Lines of data
********

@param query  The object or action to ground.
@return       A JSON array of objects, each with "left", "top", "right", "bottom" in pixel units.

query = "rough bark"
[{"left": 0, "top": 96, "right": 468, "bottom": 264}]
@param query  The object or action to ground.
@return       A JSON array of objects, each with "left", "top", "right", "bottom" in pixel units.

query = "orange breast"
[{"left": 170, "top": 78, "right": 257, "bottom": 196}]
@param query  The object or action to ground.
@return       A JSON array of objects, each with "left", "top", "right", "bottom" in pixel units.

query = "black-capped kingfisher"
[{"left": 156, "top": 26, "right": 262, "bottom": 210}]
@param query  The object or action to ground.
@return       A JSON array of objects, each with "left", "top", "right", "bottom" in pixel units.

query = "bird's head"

********

■ WORK TO BE COMPLETED ■
Arrange the lines above as a numbered list and omit any blank lines.

■ CORRECT RESPONSE ■
1. @param query  The object or action to ground.
2. @return       A JSON array of objects, each with "left", "top", "right", "bottom" in pixel units.
3. query = "rough bark"
4. [{"left": 0, "top": 96, "right": 468, "bottom": 264}]
5. @param query  The object or action to ground.
6. @return       A JSON array of objects, each with "left", "top", "right", "bottom" in pixel units.
7. query = "orange breast"
8. [{"left": 170, "top": 78, "right": 257, "bottom": 196}]
9. @param query  The object or action to ground.
10. @return       A JSON array of objects, each with "left", "top", "right", "bottom" in pixel units.
11. query = "black-capped kingfisher"
12. [{"left": 156, "top": 26, "right": 262, "bottom": 210}]
13. @param query  The object or action to ground.
14. @return       A JSON array of objects, each with "left", "top", "right", "bottom" in pixel units.
15. query = "bird's head"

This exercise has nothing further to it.